[TASKS TO PERFORM]:
(A) Can you sum up the article on the Nicaragua medical mission in two sentences?
(B) In the article on the Nicaragua medical mission, could you rewrite the stretch from "Gloria, owner of" through "10-day medical mission.", changing "Jinotega" to "Matagalpa"?
(C) Can you carry the article on the Nicaragua medical mission further, picking up after its last sentence?

[TEXT SHOWN]:

•••••

When it comes to fulfilling a dream, not many people would place a working visit to Nicaragua at the top of their bucket list. But for Gloria Soto-Reyes, serving on a medical humanitarian mission was a goal she'd had since college. And she finally got her chance this summer.
Gloria, owner of Action in Motion Pilates and PT Studio in Danville since 2003, is a physical therapist with nearly 20 years of experience. On July 25, she and 95 doctors, dentists, nurses and support personnel from across the country set off for Jinotega, Nicaragua -- one of the poorest communities in the Western hemisphere -- on a 10-day medical mission.
They were volunteers recruited by IMAHelps, an organization founded in 2000 to provide free medical help to some of the poorest regions of Asia, Central and South America. The group has organized 12 medical humanitarian missions to impoverished areas of Latin America and Asia.
"It had never been the right time in my life," Gloria said. "It was in the back of my mind, but it was a big financial thing for me to close the shop for two weeks. My husband and I are empty-nesters now, and this year he said to go for it. It was a life-changing experience for me. We made a difference in the lives of so many people."
Gloria grew up in South Central Los Angeles in a Spanish-speaking household. She was awarded a four-year scholarship to the USC, where she graduated with a bachelor's degree in psychology then earned a master's of science degree in physical therapy. She and her husband, Paul Reyes, have been in the Bay Area for 20 years and live in Dublin. She learned about IMAHelps through Jeff Crider, a longtime friend of Gloria and Paul, who has been on seven medical missions. He said that, although IMAHelps missions often have more patients than they can treat, during the 10 days in Nicaragua the 95 volunteers saw more than 7,000 patients, victims of poverty and war, including survivors of Nicaragua's Sandinista revolution.

•••••

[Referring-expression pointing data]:

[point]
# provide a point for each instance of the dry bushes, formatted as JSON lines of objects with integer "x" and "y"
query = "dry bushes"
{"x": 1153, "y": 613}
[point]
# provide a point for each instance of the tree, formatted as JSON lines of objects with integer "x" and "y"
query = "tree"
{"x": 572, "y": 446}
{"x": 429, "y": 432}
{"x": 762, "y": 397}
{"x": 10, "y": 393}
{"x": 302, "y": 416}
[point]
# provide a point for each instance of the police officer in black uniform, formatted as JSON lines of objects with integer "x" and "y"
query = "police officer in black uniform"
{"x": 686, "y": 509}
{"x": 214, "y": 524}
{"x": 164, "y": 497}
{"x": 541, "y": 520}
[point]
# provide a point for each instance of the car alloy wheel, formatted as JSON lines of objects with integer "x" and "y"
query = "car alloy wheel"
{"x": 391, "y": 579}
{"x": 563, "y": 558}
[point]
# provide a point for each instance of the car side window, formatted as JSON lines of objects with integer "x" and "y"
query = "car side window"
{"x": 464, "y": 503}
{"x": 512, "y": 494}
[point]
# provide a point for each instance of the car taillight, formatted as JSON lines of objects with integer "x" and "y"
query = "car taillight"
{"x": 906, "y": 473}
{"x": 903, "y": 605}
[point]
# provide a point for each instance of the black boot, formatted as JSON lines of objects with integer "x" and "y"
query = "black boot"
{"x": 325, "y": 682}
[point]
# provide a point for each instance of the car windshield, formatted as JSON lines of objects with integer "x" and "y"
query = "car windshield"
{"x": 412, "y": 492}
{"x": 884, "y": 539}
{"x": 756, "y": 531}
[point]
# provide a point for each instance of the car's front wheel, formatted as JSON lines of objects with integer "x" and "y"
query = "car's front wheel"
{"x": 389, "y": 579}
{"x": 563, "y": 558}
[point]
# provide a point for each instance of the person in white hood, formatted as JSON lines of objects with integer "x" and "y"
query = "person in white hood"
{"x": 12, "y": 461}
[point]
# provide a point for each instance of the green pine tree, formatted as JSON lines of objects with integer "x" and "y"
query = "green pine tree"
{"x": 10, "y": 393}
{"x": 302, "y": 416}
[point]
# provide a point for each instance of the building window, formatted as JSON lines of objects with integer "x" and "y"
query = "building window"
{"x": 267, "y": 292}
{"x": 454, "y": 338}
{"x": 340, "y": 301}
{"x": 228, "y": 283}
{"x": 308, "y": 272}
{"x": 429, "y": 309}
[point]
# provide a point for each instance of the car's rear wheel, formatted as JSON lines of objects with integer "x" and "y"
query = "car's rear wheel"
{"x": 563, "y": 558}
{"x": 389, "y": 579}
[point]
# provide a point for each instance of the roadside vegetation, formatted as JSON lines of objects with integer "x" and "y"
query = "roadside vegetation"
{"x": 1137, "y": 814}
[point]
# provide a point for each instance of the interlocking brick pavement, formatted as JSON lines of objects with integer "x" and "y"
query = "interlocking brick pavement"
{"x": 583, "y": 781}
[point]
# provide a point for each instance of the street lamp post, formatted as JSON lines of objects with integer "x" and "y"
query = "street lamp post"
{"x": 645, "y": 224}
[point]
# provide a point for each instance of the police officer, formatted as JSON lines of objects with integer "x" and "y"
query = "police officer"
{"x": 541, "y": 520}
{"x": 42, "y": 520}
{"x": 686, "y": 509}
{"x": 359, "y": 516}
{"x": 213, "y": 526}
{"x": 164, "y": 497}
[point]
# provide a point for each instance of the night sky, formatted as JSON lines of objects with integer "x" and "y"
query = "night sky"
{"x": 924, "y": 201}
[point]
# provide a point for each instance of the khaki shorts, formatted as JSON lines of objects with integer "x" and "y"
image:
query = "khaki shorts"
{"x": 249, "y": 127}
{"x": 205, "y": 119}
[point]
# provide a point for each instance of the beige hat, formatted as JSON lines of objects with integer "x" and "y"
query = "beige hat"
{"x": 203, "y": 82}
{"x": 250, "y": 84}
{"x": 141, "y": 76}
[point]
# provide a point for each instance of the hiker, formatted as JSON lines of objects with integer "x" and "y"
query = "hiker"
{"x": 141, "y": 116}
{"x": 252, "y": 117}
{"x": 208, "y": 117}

•••••

[ANSWERS BY TASK]:
(A) Gloria Soto-Reyes, a physical therapist who has owned Action in Motion Pilates and PT Studio in Danville since 2003, fulfilled a goal she'd had since college when she joined a 10-day IMAHelps medical mission to Jinotega, Nicaragua, that set off on July 25. She called it a life-changing experience, and the volunteers saw more than 7,000 patients during their 10 days there.

(B)
Gloria, owner of Action in Motion Pilates and PT Studio in Danville since 2003, is a physical therapist with nearly 20 years of experience. On July 25, she and 95 doctors, dentists, nurses and support personnel from across the country set off for Matagalpa, Nicaragua -- one of the poorest communities in the Western hemisphere -- on a 10-day medical mission.

(C)
Gloria's bilingual skills were invaluable in Jinotega. As the only physical therapist on the mission, she worked closely with amputees who were being fitted with prostheses, and she could communicate with each patient, learning if the prosthesis was too tight, pinching or rubbing. Part of her work involved what she called "gait training," teaching amputees how to walk again. She also worked with people who had mobility issues because of a congenital disease, muscular dystrophy or some other undiagnosed condition. She provided exercise prescriptions, as well as walkers and wheelchairs, to those in need, thanks to the generosity of U.S. donors.
Reminiscent of the song, "He Ain't Heavy, He's My Brother," Gloria recalled one 19-year-old young man who came to the mission carrying his 20-year-old brother. He hoped that a walker might make his brother stronger. Gloria said the 20-year-old had debilitating cerebral palsy and could not walk unassisted, so she arranged for him to have a wheelchair and a walker.
"The most important part of this mission for me was working with amputees. You give someone a prosthetic, and you can make them more able to function like an able-bodied person," said Gloria. "It changes their life. I want to go on a two-week mission to a Spanish-speaking country every year. It was so rewarding to give back, and the people were so grateful and smiling for everything and that I could speak their language. It brought out a whole different part of me."